── EXERCISE MATERIAL

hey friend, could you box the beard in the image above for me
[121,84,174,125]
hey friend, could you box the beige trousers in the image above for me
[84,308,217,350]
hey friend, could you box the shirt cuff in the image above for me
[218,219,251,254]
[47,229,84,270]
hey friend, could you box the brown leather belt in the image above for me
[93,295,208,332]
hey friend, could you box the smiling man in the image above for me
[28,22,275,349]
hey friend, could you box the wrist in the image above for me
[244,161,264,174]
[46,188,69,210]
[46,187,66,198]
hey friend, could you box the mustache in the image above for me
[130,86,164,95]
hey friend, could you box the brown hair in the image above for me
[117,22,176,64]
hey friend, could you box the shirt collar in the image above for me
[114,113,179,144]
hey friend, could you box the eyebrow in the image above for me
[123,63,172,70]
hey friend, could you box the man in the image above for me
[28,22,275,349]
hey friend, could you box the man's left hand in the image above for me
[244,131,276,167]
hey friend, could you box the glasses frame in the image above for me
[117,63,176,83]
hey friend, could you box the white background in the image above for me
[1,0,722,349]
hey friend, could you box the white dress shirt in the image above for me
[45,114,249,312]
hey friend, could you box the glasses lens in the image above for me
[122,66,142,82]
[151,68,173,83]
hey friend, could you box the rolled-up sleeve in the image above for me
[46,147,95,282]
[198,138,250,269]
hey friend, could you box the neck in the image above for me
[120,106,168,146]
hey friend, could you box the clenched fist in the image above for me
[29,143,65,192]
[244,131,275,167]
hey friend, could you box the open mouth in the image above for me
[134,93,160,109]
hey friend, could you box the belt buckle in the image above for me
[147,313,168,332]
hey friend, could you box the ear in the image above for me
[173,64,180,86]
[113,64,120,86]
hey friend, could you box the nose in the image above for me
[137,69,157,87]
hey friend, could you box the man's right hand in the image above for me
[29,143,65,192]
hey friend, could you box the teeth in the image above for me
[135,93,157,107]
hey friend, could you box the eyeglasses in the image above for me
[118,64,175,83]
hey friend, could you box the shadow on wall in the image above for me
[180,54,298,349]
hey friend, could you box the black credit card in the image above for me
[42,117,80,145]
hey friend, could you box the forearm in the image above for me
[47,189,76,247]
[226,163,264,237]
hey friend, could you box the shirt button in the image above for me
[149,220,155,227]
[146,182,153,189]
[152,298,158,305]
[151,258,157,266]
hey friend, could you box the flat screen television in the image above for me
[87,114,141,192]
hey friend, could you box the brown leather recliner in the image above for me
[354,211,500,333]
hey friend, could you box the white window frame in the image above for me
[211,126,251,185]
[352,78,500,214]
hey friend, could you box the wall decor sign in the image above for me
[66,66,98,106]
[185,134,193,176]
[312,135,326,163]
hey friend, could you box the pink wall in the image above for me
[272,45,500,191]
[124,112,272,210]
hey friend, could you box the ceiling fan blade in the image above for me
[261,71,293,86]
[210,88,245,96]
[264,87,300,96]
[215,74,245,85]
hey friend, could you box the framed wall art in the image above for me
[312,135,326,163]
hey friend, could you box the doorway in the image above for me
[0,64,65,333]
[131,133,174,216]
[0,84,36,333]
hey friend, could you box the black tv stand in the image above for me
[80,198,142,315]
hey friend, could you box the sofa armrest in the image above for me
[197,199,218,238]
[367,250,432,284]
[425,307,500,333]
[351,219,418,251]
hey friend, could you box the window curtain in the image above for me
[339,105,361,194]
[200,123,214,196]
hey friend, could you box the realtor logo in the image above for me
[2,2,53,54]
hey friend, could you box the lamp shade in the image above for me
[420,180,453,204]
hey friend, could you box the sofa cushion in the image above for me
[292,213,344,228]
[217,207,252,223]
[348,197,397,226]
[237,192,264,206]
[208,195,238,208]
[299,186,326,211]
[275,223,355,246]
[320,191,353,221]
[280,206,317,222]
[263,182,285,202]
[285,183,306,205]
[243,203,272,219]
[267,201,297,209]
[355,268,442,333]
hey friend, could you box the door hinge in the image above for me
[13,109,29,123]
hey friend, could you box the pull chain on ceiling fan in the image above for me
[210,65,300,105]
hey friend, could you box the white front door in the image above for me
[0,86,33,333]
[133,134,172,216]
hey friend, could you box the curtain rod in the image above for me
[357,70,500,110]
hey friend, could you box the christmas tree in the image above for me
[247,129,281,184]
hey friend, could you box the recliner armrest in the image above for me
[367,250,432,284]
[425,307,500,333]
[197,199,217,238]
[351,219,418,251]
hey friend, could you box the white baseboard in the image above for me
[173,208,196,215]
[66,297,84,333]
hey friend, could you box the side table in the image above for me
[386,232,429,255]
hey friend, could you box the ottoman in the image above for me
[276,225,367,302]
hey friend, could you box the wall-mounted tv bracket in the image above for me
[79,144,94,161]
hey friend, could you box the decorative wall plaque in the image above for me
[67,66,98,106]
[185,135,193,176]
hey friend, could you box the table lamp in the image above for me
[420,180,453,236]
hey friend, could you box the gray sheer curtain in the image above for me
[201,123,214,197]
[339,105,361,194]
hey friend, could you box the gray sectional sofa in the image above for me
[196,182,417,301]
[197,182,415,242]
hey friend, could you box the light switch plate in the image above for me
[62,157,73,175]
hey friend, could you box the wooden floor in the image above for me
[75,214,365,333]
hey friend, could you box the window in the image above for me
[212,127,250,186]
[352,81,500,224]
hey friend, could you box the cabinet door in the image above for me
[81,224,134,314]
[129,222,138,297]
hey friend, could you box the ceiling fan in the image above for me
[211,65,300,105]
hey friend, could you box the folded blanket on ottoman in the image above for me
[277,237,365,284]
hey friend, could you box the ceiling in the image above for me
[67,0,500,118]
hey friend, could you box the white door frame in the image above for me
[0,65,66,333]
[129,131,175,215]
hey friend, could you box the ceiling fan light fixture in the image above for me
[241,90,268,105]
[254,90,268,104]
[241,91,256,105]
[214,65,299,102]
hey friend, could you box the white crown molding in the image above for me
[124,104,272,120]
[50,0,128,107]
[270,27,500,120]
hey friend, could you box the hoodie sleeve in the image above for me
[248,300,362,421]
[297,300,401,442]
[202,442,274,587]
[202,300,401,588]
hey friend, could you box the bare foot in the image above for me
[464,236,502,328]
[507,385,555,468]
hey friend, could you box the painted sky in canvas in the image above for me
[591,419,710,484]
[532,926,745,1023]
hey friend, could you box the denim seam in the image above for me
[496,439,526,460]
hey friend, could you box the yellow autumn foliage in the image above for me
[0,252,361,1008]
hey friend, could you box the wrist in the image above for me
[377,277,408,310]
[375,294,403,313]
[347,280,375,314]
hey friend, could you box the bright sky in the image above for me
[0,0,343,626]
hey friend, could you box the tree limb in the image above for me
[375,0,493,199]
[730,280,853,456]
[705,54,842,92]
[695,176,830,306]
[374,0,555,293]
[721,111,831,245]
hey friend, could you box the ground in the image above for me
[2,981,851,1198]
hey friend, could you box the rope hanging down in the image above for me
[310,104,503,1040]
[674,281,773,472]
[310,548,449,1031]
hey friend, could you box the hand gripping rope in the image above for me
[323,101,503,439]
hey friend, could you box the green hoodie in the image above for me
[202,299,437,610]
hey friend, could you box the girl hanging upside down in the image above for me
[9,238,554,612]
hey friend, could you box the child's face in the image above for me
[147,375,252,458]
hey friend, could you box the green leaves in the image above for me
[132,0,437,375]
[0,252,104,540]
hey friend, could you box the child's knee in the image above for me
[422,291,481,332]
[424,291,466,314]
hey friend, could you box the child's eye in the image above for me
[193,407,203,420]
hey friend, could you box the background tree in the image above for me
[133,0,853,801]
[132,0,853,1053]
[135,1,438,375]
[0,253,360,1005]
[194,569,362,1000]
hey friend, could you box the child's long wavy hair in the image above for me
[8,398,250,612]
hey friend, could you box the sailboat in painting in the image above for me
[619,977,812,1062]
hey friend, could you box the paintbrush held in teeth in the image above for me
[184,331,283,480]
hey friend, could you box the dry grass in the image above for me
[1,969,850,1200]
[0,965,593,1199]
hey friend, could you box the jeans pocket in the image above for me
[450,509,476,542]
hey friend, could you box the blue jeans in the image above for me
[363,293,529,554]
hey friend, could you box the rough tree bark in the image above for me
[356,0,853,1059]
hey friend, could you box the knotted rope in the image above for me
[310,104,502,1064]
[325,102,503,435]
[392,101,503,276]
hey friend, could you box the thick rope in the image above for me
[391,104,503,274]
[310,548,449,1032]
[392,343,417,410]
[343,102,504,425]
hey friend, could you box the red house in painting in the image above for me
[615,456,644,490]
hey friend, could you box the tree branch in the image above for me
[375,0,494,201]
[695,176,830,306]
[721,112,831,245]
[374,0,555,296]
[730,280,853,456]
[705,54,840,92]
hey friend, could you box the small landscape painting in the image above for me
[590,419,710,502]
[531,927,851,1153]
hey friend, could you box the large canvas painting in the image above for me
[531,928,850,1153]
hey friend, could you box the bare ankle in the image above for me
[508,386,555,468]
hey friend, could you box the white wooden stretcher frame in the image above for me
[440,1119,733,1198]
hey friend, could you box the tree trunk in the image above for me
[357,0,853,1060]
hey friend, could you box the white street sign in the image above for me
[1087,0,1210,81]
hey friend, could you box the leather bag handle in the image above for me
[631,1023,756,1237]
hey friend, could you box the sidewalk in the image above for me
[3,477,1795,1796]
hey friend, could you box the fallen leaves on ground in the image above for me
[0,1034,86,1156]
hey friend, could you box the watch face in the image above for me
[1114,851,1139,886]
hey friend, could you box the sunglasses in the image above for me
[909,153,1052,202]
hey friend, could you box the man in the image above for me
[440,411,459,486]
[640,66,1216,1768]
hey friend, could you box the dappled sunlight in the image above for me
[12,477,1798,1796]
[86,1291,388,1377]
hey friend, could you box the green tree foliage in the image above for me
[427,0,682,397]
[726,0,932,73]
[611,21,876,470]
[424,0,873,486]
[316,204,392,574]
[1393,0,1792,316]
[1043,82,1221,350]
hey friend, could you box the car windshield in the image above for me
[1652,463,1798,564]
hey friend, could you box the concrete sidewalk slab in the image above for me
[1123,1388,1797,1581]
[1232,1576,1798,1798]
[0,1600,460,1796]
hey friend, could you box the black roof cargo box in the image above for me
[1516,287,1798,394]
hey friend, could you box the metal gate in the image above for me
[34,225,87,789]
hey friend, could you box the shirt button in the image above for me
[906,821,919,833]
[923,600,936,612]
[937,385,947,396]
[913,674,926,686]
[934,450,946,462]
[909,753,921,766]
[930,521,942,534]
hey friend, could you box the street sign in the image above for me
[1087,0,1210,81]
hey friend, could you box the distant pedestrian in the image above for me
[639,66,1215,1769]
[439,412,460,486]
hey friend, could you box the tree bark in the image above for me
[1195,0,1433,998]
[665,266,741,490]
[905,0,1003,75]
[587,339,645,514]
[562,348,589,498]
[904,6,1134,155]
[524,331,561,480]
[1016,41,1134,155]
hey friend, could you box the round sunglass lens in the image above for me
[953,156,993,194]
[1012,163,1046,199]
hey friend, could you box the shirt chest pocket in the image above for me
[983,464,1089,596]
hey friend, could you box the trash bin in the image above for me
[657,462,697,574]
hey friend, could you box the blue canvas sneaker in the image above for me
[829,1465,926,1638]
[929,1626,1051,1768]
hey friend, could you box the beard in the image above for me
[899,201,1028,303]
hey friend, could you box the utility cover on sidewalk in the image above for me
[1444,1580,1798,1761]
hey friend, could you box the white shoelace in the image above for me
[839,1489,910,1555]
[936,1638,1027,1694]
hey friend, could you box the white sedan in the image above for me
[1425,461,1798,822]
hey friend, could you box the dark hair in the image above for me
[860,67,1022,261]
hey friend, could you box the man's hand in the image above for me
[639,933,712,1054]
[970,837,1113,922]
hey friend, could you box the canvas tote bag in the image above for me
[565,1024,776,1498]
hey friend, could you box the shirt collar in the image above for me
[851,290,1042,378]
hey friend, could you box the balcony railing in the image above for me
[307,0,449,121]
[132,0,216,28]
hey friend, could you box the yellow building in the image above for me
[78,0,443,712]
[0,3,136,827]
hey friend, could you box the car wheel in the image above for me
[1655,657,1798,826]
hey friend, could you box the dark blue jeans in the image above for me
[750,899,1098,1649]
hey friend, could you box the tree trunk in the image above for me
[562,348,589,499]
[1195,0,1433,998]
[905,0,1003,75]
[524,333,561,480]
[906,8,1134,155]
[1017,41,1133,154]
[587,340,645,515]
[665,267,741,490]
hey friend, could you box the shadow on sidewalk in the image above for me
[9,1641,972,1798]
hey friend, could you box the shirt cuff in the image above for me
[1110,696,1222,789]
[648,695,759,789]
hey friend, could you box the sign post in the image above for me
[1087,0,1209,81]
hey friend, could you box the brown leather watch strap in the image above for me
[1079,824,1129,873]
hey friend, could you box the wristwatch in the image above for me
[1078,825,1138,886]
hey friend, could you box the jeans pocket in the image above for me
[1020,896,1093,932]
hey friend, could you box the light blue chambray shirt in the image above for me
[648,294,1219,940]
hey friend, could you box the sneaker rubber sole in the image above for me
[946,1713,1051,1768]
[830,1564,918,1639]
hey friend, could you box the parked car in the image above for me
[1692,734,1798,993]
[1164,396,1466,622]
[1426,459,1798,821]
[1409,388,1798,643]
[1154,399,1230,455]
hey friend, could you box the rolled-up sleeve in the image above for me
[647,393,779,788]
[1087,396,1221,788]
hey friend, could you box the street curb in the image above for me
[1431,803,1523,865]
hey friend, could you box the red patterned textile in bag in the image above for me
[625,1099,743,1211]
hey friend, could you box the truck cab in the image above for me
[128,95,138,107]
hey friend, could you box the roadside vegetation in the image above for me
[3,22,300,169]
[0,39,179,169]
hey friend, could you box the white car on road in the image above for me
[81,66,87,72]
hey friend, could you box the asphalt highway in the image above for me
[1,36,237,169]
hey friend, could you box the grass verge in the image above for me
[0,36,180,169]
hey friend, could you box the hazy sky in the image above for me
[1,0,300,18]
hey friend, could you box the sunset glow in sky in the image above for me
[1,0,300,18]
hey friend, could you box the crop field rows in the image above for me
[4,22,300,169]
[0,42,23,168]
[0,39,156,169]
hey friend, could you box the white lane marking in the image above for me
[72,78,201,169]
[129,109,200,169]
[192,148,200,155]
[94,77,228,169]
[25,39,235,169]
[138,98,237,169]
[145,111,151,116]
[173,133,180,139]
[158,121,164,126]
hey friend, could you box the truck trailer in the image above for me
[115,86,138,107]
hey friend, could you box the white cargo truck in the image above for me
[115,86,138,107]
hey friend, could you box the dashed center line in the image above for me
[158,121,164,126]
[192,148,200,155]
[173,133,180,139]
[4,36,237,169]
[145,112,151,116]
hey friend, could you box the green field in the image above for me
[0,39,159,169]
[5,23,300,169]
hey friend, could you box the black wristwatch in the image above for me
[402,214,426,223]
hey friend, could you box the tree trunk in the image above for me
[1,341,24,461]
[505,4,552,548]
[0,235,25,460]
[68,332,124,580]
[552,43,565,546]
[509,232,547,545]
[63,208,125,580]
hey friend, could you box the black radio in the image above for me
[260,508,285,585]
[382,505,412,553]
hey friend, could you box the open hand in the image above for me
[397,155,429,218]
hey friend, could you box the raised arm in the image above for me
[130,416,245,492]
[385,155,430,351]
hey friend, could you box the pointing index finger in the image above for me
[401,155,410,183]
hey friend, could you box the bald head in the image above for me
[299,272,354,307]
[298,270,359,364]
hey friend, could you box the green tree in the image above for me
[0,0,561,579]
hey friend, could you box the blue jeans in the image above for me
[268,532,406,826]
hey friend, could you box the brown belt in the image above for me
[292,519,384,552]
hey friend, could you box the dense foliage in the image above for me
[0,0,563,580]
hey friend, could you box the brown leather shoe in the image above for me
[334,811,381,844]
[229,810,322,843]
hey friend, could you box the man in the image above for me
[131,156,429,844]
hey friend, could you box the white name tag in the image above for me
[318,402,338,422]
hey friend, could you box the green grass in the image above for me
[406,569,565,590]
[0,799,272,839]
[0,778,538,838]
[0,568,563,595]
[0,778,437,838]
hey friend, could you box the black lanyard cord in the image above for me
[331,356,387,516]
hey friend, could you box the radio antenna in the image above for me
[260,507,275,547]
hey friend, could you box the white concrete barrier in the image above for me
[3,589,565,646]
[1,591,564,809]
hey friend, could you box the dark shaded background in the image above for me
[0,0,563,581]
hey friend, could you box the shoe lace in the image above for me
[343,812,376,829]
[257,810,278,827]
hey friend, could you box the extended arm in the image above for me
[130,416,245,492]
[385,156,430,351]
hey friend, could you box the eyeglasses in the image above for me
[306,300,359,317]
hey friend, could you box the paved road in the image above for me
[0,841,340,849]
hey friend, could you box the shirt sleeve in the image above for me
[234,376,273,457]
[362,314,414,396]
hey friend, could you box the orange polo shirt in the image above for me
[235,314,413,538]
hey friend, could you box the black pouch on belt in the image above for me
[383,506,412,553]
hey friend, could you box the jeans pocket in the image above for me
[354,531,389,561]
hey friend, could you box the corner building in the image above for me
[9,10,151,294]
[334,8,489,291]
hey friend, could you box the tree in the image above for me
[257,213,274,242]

────

Write out the lines above, starting at the line that contains "hey friend, could you box the black pouch" and ending with the final line, and nothing else; copy them exactly.

hey friend, could you box the black pouch on belt in the image above for me
[383,506,412,553]
hey friend, could you box the jeans pocket in the image above for me
[354,531,389,561]
hey friend, could you box the corner building in the image above for me
[9,10,151,294]
[334,8,489,291]
hey friend, could you box the tree in the image above for me
[257,213,274,242]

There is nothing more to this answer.